📋 All Levels · 35 min

Operations Manual

Running an AI agent team day to day. The complete playbook for monitoring, debugging, incident response, memory management, security operations, and cost control — based on 72 hours of live operation at SSBAA.

Updated March 23, 2026 ⏱ 35 min read 🟢 All Levels Live operation reference
YOSHI MORNING BRIEF — SSBAA Operations
06:00 · March 23, 2026
ZELDA — Weekly content calendar drafted (7 pieces, Mon–Sun)
FOX — Blog index page deployed · ssb-aa.com/blog live
CLAW-SHIELD — Security audit passed · all skills clean
Memory compaction — 13,739 → 7,630 chars ✓
FOX_FAILURE_COUNT = 1 · FOX on probationary status
/join page still missing Stripe button · FOX task queued

Daily operations

Running an AI agent team day to day takes less time than you'd expect — roughly 20–30 minutes a morning to review the brief, approve outputs, and set the day's task queue. The agents handle the rest.

The daily rhythm at SSBAA:

The goal: Your agents should be doing 80% of the operational work. If you're spending more than an hour a day managing them, something in the system isn't working. Fix the protocol, not the symptom.

The morning brief

YOSHI sends a Telegram message at 06:00 every morning. It covers everything that happened overnight in a structured format you can read in two minutes. The brief follows a fixed structure:

  1. Completed tasks — what ran successfully overnight with verification evidence
  2. Needs attention — anything flagged for RAY's review or decision
  3. Session metrics — uptime, API spend, memory usage
  4. Next 24 hours — what's scheduled for tonight

If the brief is missing, something went wrong with the Gateway. Check openclaw gateway status first thing.

Full cron schedule

All 14 overnight jobs, in order:

Time (Perth)AgentTask
Every 2hYOSHIPre-order monitor → Telegram alert if new deposit
22:00YOSHINightly brief + spawn ZELDA and FOX sessions
22:30ZELDAResearch cycle — competitor scan, news, content brief
23:00FOXTask queue — execute all queued build tasks
00:00YOSHIFOX accountability check — verify ping, increment failure count if silent
02:00YOSHIMemory compaction — prune MEMORY.md to under 8,000 chars
02:31YOSHISESSION-STATE flush to disk
04:00CLAW-SHIELDFull security audit — all skills and plugins
06:00YOSHIMorning brief → Telegram (8688821567)

Records from a collection:
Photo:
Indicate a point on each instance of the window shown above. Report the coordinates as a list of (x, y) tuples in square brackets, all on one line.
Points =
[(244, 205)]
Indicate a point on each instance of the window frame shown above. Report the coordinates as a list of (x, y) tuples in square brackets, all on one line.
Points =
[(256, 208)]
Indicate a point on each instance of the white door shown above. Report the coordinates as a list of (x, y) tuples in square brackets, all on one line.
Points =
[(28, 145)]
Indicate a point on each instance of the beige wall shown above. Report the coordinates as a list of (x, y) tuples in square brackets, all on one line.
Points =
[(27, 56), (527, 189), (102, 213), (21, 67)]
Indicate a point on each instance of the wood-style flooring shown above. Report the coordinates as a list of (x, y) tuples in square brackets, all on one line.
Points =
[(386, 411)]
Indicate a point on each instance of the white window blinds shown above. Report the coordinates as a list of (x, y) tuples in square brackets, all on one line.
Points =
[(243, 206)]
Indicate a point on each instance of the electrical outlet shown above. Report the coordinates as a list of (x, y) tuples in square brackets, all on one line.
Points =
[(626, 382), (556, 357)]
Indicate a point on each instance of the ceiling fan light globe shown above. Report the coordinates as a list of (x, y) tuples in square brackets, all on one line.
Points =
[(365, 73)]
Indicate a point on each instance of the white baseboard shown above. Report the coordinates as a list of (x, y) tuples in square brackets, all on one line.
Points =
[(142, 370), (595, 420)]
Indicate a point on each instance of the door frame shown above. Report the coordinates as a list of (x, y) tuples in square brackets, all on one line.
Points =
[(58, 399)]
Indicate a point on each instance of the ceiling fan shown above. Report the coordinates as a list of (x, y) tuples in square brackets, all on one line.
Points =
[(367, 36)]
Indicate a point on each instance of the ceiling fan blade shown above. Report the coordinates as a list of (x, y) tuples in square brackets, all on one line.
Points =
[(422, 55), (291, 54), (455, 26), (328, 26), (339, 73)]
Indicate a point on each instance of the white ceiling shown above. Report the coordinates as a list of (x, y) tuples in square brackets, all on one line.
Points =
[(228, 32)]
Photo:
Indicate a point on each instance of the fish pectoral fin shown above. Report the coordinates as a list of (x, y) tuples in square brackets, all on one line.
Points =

* **THINGS TO DO**
a) In the operations manual, what does YOSHI do at 02:00?
b) Summarize the operations manual in two sentences.
c) Continue the operations manual from its last line.

* **REPLIES**
a) It runs memory compaction, pruning MEMORY.md to under 8,000 characters.

b) Running an AI agent team takes roughly 20–30 minutes each morning to review YOSHI's 06:00 Telegram brief, approve outputs, and set the day's task queue, while the agents handle the rest. The brief covers completed tasks, items needing attention, session metrics, and the next 24 hours, and a schedule of 14 overnight jobs covers research, build tasks, accountability checks, memory compaction, and a security audit.

c)
06:30SystemAll session clear — agents rest until 22:00
07:00YOSHIPerth brief — weather, calendar summary
08:00YOSHIDaily morning brief — task queue status
09:00ZELDADaily content — social media drafts for today
Mon 09:00ZELDAWeekly content calendar — full week planning

Health checks

Run openclaw doctor any time something feels off. Here's what a healthy system looks like vs common warning signs:

Gateway
Healthy
WebSocket running on port 18789. All agent sessions active. No reconnection events in last hour.
ws://127.0.0.1:18789 · uptime 8h 14m
Memory
Healthy
MEMORY.md within safe limit. Auto-compaction running. No hallucination events detected.
7,630 / 8,000 chars · 95% full
FOX
Caution
On probationary status. FOX_FAILURE_COUNT = 1. Last verified output 6 hours ago. Ping monitoring active.
FOX_FAILURE_COUNT: 1 / 3
API spend
Normal
Overnight spend within budget. Context token limit set to 50,000 per session. No runaway loops detected.
$1.84 overnight · $22 / month est.

Memory management

MEMORY.md is the most operationally critical file in the system. Everything else can be rebuilt. If MEMORY.md gets corrupted or bloated, your agents start hallucinating and you lose continuity across sessions.

# Check memory size
wc -c ~/.openclaw/workspace-yoshi/MEMORY.md
7,630 bytes ← safe (under 8,000)
# Manual compaction if over limit
openclaw memory compact --agent yoshi
✓ Compacted: 13,739 → 7,630 chars
# Check for hallucinated agent names
grep -i "false-agent\|hallucinated-agent\|unknown-agent" ~/.openclaw/workspace-yoshi/MEMORY.md
No matches ← clean

Security operations

CLAW-SHIELD runs automatically at 04:00 every night. But there are manual checks you should run whenever you install a new skill or plugin:

# Manual security audit
openclaw shield audit --full
Scanning 6 installed skills...
✓ openclaw-core — clean
✓ yoshi-skill — clean
✓ fox-skill — clean
✓ zelda-skill — clean
✓ claw-shield — clean
✓ blog-builder — clean
All skills passed. No threats detected.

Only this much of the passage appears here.